# OBJECTIVE
Can you copy every one of the items below word for word, keeping each line unchanged and in its original order?
....
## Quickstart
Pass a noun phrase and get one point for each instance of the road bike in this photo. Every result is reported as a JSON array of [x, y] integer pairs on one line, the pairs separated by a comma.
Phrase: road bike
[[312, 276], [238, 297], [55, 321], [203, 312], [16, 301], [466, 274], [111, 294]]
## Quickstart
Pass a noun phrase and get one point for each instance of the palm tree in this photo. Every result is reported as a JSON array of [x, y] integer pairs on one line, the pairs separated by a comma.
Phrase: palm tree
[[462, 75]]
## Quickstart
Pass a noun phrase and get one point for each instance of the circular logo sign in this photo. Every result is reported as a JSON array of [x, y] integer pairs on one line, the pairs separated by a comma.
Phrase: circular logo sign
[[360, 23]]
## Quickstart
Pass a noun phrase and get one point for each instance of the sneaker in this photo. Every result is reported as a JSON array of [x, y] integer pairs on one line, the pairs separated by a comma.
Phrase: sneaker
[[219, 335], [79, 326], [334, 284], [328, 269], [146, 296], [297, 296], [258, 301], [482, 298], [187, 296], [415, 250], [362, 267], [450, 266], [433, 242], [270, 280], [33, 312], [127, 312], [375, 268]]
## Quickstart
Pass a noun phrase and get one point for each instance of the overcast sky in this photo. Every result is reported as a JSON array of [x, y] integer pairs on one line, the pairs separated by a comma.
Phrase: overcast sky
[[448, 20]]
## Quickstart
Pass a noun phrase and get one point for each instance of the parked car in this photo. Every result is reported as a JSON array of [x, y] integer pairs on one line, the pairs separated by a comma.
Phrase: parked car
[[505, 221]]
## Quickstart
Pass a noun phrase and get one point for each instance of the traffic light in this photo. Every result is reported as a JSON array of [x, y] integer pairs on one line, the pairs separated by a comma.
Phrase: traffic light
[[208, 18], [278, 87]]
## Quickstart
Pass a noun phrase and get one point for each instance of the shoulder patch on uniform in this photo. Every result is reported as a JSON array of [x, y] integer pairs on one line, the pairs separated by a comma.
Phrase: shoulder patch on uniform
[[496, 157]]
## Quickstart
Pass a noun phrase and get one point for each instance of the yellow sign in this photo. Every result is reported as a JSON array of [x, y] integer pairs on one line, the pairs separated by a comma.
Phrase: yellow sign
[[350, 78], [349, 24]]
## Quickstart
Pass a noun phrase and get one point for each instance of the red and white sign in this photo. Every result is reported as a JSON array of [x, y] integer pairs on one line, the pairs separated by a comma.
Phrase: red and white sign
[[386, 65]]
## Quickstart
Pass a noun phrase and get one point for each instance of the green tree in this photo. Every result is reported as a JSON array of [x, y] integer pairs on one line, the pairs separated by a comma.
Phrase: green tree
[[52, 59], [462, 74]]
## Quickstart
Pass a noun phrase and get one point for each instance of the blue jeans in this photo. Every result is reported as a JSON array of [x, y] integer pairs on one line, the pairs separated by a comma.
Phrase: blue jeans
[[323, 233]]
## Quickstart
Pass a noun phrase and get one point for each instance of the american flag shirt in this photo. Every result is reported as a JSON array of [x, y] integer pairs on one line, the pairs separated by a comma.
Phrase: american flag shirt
....
# REPLY TO THE TASK
## Quickstart
Pass a noun phrase and get one point for each instance of the road bike in this photo. Every result is reported as a JSON array of [x, y] integer pairs on one line, the pairs separated by a comma.
Phrase: road bike
[[312, 276], [238, 297], [55, 321], [203, 312], [16, 301], [466, 274], [111, 294]]
## Quickstart
Pass a noun phrase and get one point for each instance of the palm tree in this photo. Every result is reported as a JSON array of [x, y] integer pairs on one line, the pairs separated by a comma.
Phrase: palm tree
[[462, 75]]
## Quickstart
Pass a noun phrase and get one point for each instance of the circular logo sign in this photo. Every result is reported as a JSON array of [x, y] integer pairs on one line, the pairs separated by a comma.
Phrase: circular logo sign
[[360, 23]]
## Quickstart
Pass a noun phrase and get one point for each instance of the sneaker in this photo. Every result is reported as a JSON array of [x, y] integer pairs on one line, the pairs separated by a comma.
Phrase: sneaker
[[219, 335], [79, 326], [334, 284], [328, 269], [146, 296], [297, 296], [258, 301], [482, 298], [187, 296], [415, 250], [362, 267], [450, 266], [433, 242], [270, 280], [33, 312], [127, 312], [375, 268]]
## Quickstart
Pass a noun phrase and get one point for each instance of the overcast sky in this photo. Every result is reported as a JSON array of [x, y] integer pairs on one line, the pairs separated by a comma.
Phrase: overcast sky
[[448, 20]]
## Quickstart
Pass a noun phrase and get one point for each instance of the parked car in this photo. Every result is reported as a JSON array of [x, y] integer pairs on one line, the pairs separated by a comma.
Phrase: parked car
[[505, 221]]
## Quickstart
Pass a noun phrase and get one point for each instance of the traffic light in this photo. Every result is reported as a JSON array of [x, y] integer pairs on one line, the pairs separated by a comma.
Phrase: traffic light
[[208, 18], [278, 87]]
## Quickstart
Pass a noun phrase and get one point for each instance of the shoulder patch on uniform in this photo. Every result is reported as a JSON array of [x, y] integer pairs on one line, the pairs separated by a comma.
Phrase: shoulder patch on uniform
[[496, 157]]
## Quickstart
Pass a noun phrase and get one point for each instance of the yellow sign in this photo. Every result is reported as a JSON array of [x, y] integer pairs on one line, the pairs separated by a comma.
Phrase: yellow sign
[[350, 78], [349, 24]]
## Quickstart
Pass a noun phrase and get one point for each instance of the red and white sign in this photo. Every result is reported as a JSON array of [x, y] integer pairs on one line, the pairs separated by a comma.
Phrase: red and white sign
[[386, 65]]
## Quickstart
Pass a noun phrase and get one point for each instance of the green tree in this photo. Every result is reported as a JSON array of [x, y] integer pairs on one line, the pairs separated by a comma.
Phrase: green tree
[[52, 59], [462, 74]]
## Quickstart
Pass a noun phrase and get one point for each instance of the blue jeans in this photo. Every result is reported as a JSON array of [x, y] integer pairs on one line, the pairs separated by a comma.
Phrase: blue jeans
[[323, 233]]
## Quickstart
Pass a noun phrase and get one point for each instance of the american flag shirt in this photo. Every result is reported as a JSON array of [x, y] integer pairs on one line, the pairs separated by a comma.
Phrase: american flag shirt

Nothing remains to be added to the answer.